[[ DOCUMENT TEXT open ]]
STRESS + GUILT
Stress is at an all-time high, so take the proper time to mitigate its effects. This can feel as troublesome (who has the time?) as they are necessary (make time for good self-care!). Without slowing down to take the time for good self-care, how can a person take care of anyone or anything else?
During the current pandemic, stress can have a number of effects. Anxiety, depression, even anger, tend to see an uptick. The same may be said for guilt. So whether guilt is its own effect or linked with anxiety or depression, I am not so sure it matters. What does matter is what guilt (feeling bad) is trying to obfuscate and clarify. Considerations of both aspects can quickly modify perceptions; behaviors can follow accordingly.
Recently, someone mentioned that they’d been feeling more guilt than usual. While at work, guilt for not being with their family. While with family, guilt for not being hard at work, for having less of their “best self” to offer. When finally getting some ‘downtime’ or time for exercise, guilt for not working more or being with family.
What had been a fairly typical relationship to stress, even a healthy dose of it to ensure productivity, abruptly veered into guilt-ridden unmanageability. What had previously been manageable seemed no longer feasible. While it is quite understandable to feel a myriad of difficult emotions as a result of stress, what to do is paramount.
[[ DOCUMENT TEXT closed ]]
[[ GIVEN RECORDS open ]]
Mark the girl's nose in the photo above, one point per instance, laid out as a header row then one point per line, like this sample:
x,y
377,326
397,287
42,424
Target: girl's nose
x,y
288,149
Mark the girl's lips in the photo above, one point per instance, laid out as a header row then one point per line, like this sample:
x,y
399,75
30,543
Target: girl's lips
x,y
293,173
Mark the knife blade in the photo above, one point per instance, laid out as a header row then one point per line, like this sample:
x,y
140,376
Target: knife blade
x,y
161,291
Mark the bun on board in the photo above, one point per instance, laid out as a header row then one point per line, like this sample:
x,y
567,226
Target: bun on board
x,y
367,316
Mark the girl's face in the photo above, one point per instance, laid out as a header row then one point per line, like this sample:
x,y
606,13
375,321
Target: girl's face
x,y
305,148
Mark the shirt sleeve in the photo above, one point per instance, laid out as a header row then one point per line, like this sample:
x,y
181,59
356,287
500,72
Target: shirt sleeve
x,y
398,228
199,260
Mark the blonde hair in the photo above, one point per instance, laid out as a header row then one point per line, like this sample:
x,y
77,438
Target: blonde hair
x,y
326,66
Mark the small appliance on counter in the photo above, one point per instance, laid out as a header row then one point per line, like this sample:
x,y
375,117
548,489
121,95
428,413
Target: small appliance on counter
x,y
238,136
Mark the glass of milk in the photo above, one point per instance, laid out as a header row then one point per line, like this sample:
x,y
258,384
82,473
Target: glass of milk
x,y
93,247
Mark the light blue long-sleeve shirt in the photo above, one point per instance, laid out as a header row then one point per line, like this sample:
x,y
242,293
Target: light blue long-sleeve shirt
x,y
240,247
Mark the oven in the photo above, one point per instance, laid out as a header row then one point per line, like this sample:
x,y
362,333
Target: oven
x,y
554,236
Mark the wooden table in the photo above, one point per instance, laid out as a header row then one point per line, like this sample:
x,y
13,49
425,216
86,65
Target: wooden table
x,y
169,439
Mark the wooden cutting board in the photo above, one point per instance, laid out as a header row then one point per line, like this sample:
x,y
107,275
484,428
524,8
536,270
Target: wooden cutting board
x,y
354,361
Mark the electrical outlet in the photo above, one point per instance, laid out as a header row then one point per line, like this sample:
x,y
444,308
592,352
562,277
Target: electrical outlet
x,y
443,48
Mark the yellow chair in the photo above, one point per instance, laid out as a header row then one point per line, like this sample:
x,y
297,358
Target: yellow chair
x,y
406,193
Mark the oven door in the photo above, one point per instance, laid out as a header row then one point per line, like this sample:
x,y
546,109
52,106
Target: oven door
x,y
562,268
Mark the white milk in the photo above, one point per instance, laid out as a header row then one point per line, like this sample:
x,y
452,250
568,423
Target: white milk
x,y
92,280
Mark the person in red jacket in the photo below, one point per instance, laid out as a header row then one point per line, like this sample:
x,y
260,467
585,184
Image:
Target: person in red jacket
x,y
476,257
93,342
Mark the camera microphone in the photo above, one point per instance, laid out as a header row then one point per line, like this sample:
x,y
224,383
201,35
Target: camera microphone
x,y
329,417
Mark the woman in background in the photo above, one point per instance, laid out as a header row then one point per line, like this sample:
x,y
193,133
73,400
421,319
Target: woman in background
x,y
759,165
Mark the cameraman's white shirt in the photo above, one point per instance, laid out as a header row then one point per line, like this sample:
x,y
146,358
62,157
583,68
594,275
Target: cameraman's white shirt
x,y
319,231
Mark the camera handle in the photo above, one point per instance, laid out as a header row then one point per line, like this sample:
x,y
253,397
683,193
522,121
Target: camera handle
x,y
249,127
[[ GIVEN RECORDS closed ]]
**ASSIGNED TASK 1**: Print the passage of the stress and guilt text from "STRESS + GUILT" up to and including "or anything else?".
**ASSIGNED TASK 2**: Proceed with the text on stress and guilt, starting after its final sentence.

**WRITTEN ANSWER 1**:
STRESS + GUILT
Stress is at an all-time high, so take the proper time to mitigate its effects. This can feel as troublesome (who has the time?) as they are necessary (make time for good self-care!). Without slowing down to take the time for good self-care, how can a person take care of anyone or anything else?

**WRITTEN ANSWER 2**:
In each realm of life indicated – personal, professional, familial – stress causing the guilt indicates a discrepancy with being present in the moment. We may even find that guilt is equal to the level of being elsewhere in any of the three categories: work, family, self. The goal is to adjust the level of being present when realizing all three need time and space for life to be in balance. To be in balance, we must play or relax or be with our family within this overall equilibrium.
So listen to your symptom. Get to know it. This is the necessary shift in perspective to enable behavioral solutions. Relate to it differently and attach to the desired or intended possibilities. By keeping it simple, what may seem quite challenging can be accomplished. Even in a pandemic.